Text shown:
%%

The US bank Silicon Valley Bank (SVB) is a high-profile casualty of central banks' battle against inflation. Its demise is a reminder that interest rate hikes have a nasty habit of operating with a lag.
Yet SVB's collapse doesn't represent a systemic risk. The bank was in a uniquely precarious position. It was vulnerable on two fronts in particular. First, it was far less diversified than many of its global peers. SVB was a specialist lender whose deposit base was almost entirely composed of early stage technology companies - firms that had enjoyed substantial capital infusions in 2021 but whose inflows later dried up.
Second, its risk management controls were weak. Because it was unable to grow its loan book as quickly as it was taking in deposits, SVB chose to park its clients’ funds in longer-maturity US treasuries and mortgage-backed securities but, crucially, without hedging the duration risk of those assets. In other words, it made such investments while failing to insure itself against any losses it might incur in the event of interest rate hikes.
This led to a mismatch in the duration of its liabilities – deposits – and its assets. So when the US Federal Reserve raised interest rates and SVB’s clients began withdrawing money, the bank was forced to sell its bonds at a heavy loss. Those losses eventually equalled the bank’s equity, triggering its demise.
None of this suggests the world is about to witness a credit squeeze. SVB’s lack of diversification and weak risk management are not characteristic of the banking industry as a whole. In the US, large, systemically important banks are subject to much tougher regulations governing risk management and the reporting of portfolio losses. In Europe, meanwhile, all banks are required to carry out regular mark-to-market adjustments to their investment portfolios. What is more, the backstops put in place by US regulators - including measures to protect SVB deposits in full - materially reduce the risk of further bank runs.
SVB's demise will pressure central banks into slowing interest rate hikes. Central banks will now have to consider the impact of any further interest rate hikes on the stability of the financial system. We now expect an earlier end to quantitative tightening in the US (the running down of central bank bond portfolios) than previously anticipated - not least because QT disproportionately impacts smaller banks. At the same time, a 50 basis point interest rate hike by the Fed at its next meeting now looks out of the question. We expect a 25 basis point rise but don’t rule out the US central bank keeping rates on hold in March.

%%

Questions on the material:
• a. According to the commentary on Silicon Valley Bank's collapse, what was SVB's deposit base almost entirely composed of?
• b. Extend the commentary on Silicon Valley Bank's collapse, starting after its final sentence.

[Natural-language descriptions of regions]
%%

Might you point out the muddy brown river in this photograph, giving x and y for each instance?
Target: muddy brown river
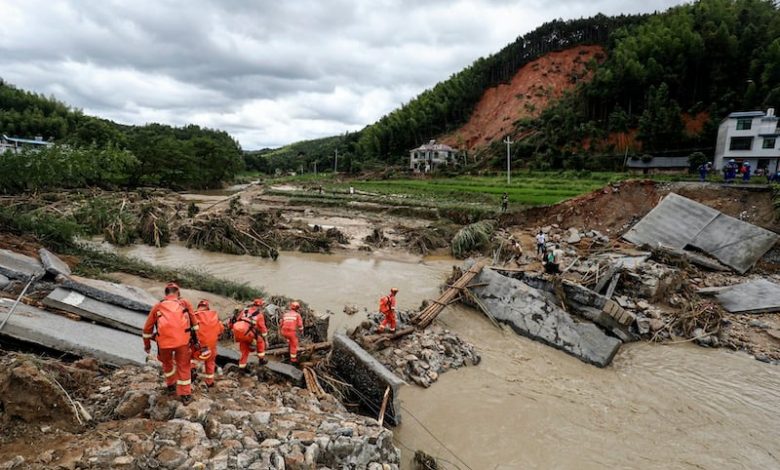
(527, 406)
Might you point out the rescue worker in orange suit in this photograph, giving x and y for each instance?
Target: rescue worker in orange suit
(172, 324)
(209, 330)
(387, 307)
(248, 328)
(291, 326)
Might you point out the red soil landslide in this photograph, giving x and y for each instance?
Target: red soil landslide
(531, 89)
(615, 208)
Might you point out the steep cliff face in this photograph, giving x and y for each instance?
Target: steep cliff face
(532, 88)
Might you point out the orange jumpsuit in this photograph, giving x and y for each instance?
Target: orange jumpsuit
(172, 318)
(387, 307)
(292, 323)
(247, 328)
(209, 329)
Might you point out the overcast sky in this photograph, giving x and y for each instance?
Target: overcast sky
(269, 72)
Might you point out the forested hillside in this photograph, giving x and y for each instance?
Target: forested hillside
(696, 62)
(93, 151)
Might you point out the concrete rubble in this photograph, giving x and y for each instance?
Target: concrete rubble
(120, 318)
(241, 423)
(423, 355)
(20, 267)
(129, 297)
(533, 313)
(35, 326)
(53, 264)
(678, 222)
(757, 296)
(368, 377)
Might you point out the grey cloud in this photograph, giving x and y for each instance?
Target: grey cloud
(267, 71)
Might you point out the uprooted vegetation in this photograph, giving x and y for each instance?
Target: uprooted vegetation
(80, 415)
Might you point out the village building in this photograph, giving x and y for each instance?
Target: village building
(658, 165)
(431, 156)
(16, 145)
(751, 137)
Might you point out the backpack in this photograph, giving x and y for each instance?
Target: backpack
(244, 328)
(172, 323)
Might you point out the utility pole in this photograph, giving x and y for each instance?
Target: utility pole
(508, 143)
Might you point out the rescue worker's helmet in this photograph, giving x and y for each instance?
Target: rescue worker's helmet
(204, 353)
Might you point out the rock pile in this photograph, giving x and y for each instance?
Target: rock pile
(421, 356)
(240, 423)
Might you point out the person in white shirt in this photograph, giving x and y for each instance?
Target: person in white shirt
(540, 243)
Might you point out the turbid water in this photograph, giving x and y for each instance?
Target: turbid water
(527, 406)
(326, 282)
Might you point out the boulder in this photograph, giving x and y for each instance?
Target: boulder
(53, 264)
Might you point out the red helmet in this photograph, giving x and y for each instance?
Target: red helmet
(204, 353)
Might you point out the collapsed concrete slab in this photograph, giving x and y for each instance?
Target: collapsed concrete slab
(759, 296)
(120, 318)
(678, 222)
(530, 313)
(36, 326)
(369, 377)
(53, 264)
(587, 303)
(20, 267)
(130, 297)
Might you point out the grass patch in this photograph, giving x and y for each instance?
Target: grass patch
(472, 238)
(97, 264)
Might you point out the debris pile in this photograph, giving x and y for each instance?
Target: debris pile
(240, 423)
(420, 356)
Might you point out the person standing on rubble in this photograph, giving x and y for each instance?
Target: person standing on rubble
(249, 331)
(291, 326)
(172, 324)
(541, 241)
(387, 308)
(209, 330)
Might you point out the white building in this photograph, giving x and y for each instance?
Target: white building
(16, 145)
(428, 157)
(749, 137)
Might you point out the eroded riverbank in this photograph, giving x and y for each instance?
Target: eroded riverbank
(527, 405)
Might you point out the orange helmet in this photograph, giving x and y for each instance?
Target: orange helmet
(204, 353)
(171, 287)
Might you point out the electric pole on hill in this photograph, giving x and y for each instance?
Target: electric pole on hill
(508, 143)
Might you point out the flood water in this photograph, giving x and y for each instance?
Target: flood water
(528, 406)
(325, 282)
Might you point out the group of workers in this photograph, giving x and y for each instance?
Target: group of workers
(187, 337)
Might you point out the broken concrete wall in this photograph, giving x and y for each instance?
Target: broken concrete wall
(584, 301)
(530, 313)
(678, 222)
(120, 318)
(369, 377)
(20, 267)
(129, 297)
(53, 264)
(32, 325)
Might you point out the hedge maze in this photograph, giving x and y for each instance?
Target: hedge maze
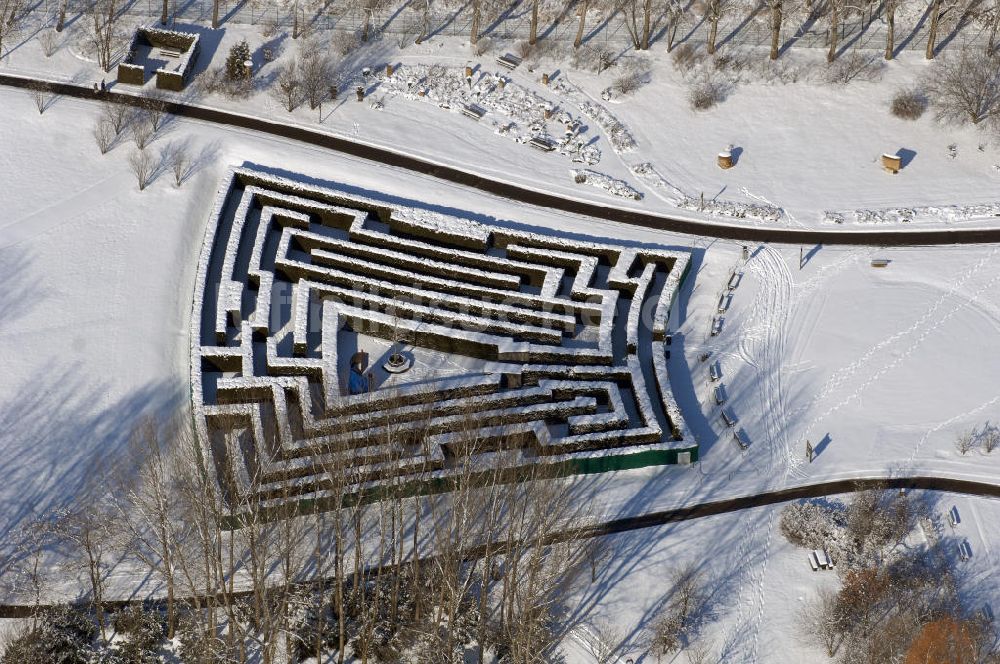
(556, 349)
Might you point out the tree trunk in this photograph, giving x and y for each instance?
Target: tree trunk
(991, 44)
(932, 31)
(582, 24)
(831, 55)
(533, 35)
(426, 23)
(890, 29)
(647, 12)
(775, 28)
(474, 30)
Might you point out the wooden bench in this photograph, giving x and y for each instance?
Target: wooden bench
(508, 61)
(542, 144)
(716, 325)
(892, 163)
(473, 111)
(724, 301)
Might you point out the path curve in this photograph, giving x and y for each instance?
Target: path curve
(941, 236)
(661, 517)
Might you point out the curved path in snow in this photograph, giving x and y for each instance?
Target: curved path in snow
(941, 236)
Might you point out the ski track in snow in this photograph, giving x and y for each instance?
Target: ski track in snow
(927, 323)
(762, 346)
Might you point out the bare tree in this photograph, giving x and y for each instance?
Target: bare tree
(991, 438)
(142, 131)
(61, 15)
(49, 41)
(835, 14)
(935, 12)
(965, 441)
(142, 166)
(776, 8)
(701, 652)
(105, 135)
(672, 14)
(605, 642)
(89, 542)
(315, 73)
(818, 622)
(180, 164)
(666, 636)
(154, 109)
(891, 7)
(104, 33)
(582, 7)
(28, 575)
(991, 17)
(38, 96)
(597, 551)
(369, 9)
(966, 87)
(12, 15)
(533, 29)
(713, 11)
(637, 15)
(148, 509)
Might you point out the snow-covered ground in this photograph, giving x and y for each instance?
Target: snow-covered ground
(878, 367)
(806, 152)
(889, 363)
(751, 618)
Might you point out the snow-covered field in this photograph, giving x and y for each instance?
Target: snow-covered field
(806, 152)
(879, 368)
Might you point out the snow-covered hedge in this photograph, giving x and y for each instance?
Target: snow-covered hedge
(540, 312)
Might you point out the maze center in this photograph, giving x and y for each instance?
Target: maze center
(335, 335)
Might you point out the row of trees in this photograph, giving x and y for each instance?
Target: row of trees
(642, 19)
(254, 572)
(896, 603)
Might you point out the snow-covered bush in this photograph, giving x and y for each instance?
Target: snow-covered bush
(63, 634)
(811, 525)
(858, 66)
(909, 104)
(592, 58)
(142, 632)
(344, 42)
(685, 57)
(705, 93)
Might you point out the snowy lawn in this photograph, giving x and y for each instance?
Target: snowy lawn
(806, 152)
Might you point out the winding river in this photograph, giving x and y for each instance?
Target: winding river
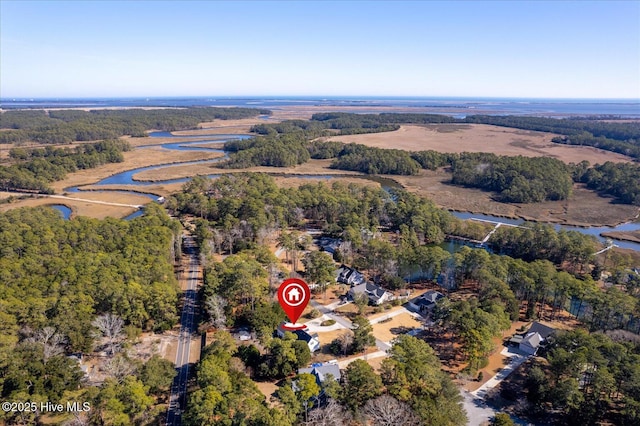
(127, 178)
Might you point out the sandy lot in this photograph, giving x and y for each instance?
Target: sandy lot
(389, 330)
(481, 138)
(329, 336)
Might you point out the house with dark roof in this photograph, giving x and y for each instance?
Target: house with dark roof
(533, 338)
(425, 302)
(376, 294)
(350, 276)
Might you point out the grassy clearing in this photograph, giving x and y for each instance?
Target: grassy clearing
(389, 330)
(584, 208)
(82, 208)
(481, 138)
(133, 159)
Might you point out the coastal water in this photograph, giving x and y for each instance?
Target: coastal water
(594, 231)
(64, 210)
(455, 106)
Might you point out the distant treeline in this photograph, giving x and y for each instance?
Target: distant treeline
(64, 126)
(615, 136)
(45, 165)
(621, 180)
(272, 150)
(515, 179)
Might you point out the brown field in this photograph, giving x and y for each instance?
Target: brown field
(389, 330)
(224, 127)
(133, 159)
(268, 389)
(584, 208)
(481, 138)
(329, 336)
(312, 167)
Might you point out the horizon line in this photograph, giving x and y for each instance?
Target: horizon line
(315, 97)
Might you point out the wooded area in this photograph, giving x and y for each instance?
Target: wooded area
(69, 286)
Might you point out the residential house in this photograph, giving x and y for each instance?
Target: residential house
(376, 294)
(533, 338)
(347, 275)
(330, 245)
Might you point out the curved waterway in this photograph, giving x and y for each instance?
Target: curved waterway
(64, 210)
(127, 178)
(594, 231)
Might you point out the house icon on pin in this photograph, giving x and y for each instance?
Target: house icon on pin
(293, 295)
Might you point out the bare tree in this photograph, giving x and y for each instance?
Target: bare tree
(110, 326)
(215, 308)
(346, 249)
(51, 341)
(79, 419)
(385, 410)
(345, 340)
(119, 367)
(332, 414)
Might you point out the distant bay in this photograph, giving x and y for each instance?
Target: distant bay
(454, 106)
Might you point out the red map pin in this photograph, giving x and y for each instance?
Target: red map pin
(293, 295)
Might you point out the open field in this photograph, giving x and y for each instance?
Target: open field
(481, 138)
(133, 159)
(224, 127)
(79, 207)
(312, 167)
(399, 324)
(584, 208)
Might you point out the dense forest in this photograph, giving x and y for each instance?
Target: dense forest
(284, 151)
(36, 168)
(64, 126)
(391, 238)
(621, 180)
(375, 160)
(71, 286)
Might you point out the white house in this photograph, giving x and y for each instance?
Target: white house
(426, 301)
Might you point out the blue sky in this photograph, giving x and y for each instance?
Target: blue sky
(575, 49)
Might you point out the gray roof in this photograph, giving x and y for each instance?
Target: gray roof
(428, 298)
(370, 289)
(303, 335)
(532, 339)
(321, 372)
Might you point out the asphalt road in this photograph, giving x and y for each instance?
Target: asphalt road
(178, 399)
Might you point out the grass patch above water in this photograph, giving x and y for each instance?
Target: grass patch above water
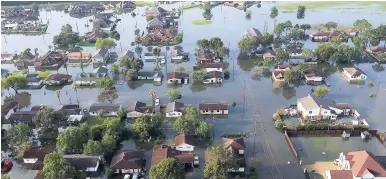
(201, 22)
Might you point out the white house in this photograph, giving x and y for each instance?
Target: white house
(213, 108)
(357, 165)
(174, 109)
(352, 74)
(107, 109)
(316, 108)
(177, 78)
(184, 143)
(100, 56)
(136, 109)
(213, 77)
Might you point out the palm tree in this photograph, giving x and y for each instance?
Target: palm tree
(58, 95)
(153, 96)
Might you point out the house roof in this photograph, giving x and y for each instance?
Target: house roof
(213, 106)
(184, 139)
(377, 49)
(38, 152)
(233, 143)
(129, 54)
(174, 106)
(177, 75)
(128, 159)
(213, 74)
(58, 77)
(363, 162)
(341, 174)
(161, 152)
(109, 107)
(82, 162)
(100, 53)
(79, 56)
(353, 71)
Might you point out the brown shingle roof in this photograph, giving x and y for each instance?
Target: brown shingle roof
(184, 139)
(128, 159)
(213, 106)
(233, 143)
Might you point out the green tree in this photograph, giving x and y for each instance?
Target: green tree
(169, 168)
(56, 167)
(15, 82)
(105, 43)
(105, 83)
(18, 134)
(71, 140)
(301, 12)
(321, 91)
(174, 94)
(218, 163)
(93, 147)
(274, 12)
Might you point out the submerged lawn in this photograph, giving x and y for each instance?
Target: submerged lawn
(201, 22)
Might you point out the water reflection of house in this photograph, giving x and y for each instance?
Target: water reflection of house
(76, 58)
(316, 108)
(52, 60)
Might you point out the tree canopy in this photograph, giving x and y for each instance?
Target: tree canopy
(169, 168)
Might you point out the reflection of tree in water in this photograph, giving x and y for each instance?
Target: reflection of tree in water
(108, 95)
(23, 98)
(197, 87)
(288, 92)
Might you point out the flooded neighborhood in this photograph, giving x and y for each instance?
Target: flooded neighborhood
(191, 89)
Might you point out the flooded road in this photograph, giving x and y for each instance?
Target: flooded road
(229, 24)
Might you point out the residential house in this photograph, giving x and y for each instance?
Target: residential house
(100, 56)
(128, 54)
(7, 58)
(84, 163)
(88, 79)
(177, 78)
(179, 56)
(294, 50)
(52, 60)
(107, 109)
(316, 108)
(324, 35)
(6, 111)
(351, 32)
(174, 109)
(155, 23)
(353, 74)
(212, 108)
(213, 77)
(136, 109)
(184, 143)
(155, 12)
(77, 58)
(376, 49)
(161, 152)
(160, 36)
(33, 157)
(34, 81)
(128, 161)
(311, 77)
(210, 67)
(92, 36)
(237, 146)
(207, 57)
(253, 33)
(57, 79)
(150, 57)
(357, 164)
(150, 75)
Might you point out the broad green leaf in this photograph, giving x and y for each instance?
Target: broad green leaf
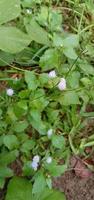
(71, 41)
(37, 122)
(9, 10)
(6, 58)
(56, 195)
(19, 189)
(20, 126)
(2, 182)
(87, 68)
(54, 169)
(43, 16)
(39, 184)
(69, 98)
(36, 32)
(27, 169)
(31, 80)
(5, 172)
(38, 100)
(55, 20)
(58, 141)
(11, 141)
(13, 40)
(49, 60)
(73, 79)
(57, 40)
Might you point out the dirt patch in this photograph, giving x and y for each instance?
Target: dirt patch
(75, 188)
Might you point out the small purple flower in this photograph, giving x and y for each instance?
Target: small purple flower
(49, 160)
(10, 92)
(34, 165)
(52, 74)
(62, 84)
(49, 133)
(36, 159)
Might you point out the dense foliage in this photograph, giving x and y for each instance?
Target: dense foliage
(48, 49)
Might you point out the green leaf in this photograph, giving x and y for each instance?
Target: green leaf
(39, 184)
(56, 195)
(69, 52)
(54, 169)
(5, 172)
(57, 40)
(49, 60)
(13, 40)
(8, 157)
(11, 141)
(71, 41)
(58, 141)
(31, 80)
(38, 100)
(6, 58)
(36, 32)
(87, 68)
(2, 182)
(9, 10)
(69, 98)
(19, 189)
(20, 126)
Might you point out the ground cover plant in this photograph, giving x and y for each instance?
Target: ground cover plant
(47, 85)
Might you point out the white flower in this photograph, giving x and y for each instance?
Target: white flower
(62, 84)
(34, 165)
(52, 74)
(49, 133)
(10, 92)
(36, 159)
(49, 160)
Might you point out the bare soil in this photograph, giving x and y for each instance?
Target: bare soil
(74, 187)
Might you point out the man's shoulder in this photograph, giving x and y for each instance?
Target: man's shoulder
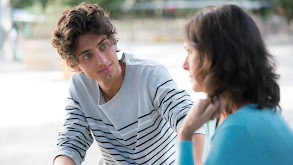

%%

Responses by task:
• a. Early stage technology companies.

• b.
SVB’s demise is a standing reminder of the lagged economic effects of interest rate hikes; it signals that recession is more likely than investors previously thought. The excess savings consumers had built up and the lines of credit businesses had easy access to during the Covid pandemic acted to delay the negative impact that higher interest rates have on economic activity. But SVB’s demise shows that rising borrowing costs are now beginning to feed through to the economy, albeit punitively and in specific sectors. A recession is now more likely than many investors had thought.
Many areas of the financial market have yet to fully price in the risk of recession. We have argued that the market (rightly for most part) continues to view this cycle as an "inflation cycle" and not a "growth cycle". But this has meant that the risks of a recession have not been sufficiently baked in to asset valuations. Growth-sensitive asset classes across the board - cyclical equities, small cap stocks and high yield bonds - appear vulnerable. We remain cautious and underweight equities. As markets begin to price in growing risks to the economy, we anticipate a transition in stock market dynamics. Quality stocks, which have struggled through the cycle so far (again, because markets considered inflation as the primary risk rather than a decline in growth), should begin to outperform. As disinflation resumes, we expect the equity to bond correlation over the medium-term to turn negative, taking pressure off balanced funds. The attraction of gold also increases as real rates stabilise and grind lower alongside a weakening US dollar.